Set task ▸ Output every line of the listing below as a numbered list, leaving out any blank lines.

Listing ▸
========

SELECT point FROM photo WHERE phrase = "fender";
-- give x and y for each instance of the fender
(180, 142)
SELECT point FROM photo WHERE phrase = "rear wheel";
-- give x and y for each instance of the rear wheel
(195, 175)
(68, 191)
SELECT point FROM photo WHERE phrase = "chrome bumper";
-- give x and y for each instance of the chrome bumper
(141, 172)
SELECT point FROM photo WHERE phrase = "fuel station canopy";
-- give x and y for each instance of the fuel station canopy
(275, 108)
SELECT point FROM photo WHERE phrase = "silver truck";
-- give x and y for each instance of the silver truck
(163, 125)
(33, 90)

========

Exercise response ▸
1. SELECT point FROM photo WHERE phrase = "fender";
2. -- give x and y for each instance of the fender
3. (180, 142)
4. SELECT point FROM photo WHERE phrase = "rear wheel";
5. -- give x and y for each instance of the rear wheel
6. (195, 175)
7. (68, 191)
8. SELECT point FROM photo WHERE phrase = "chrome bumper";
9. -- give x and y for each instance of the chrome bumper
10. (141, 172)
11. SELECT point FROM photo WHERE phrase = "fuel station canopy";
12. -- give x and y for each instance of the fuel station canopy
13. (275, 108)
14. SELECT point FROM photo WHERE phrase = "silver truck";
15. -- give x and y for each instance of the silver truck
16. (163, 125)
17. (33, 90)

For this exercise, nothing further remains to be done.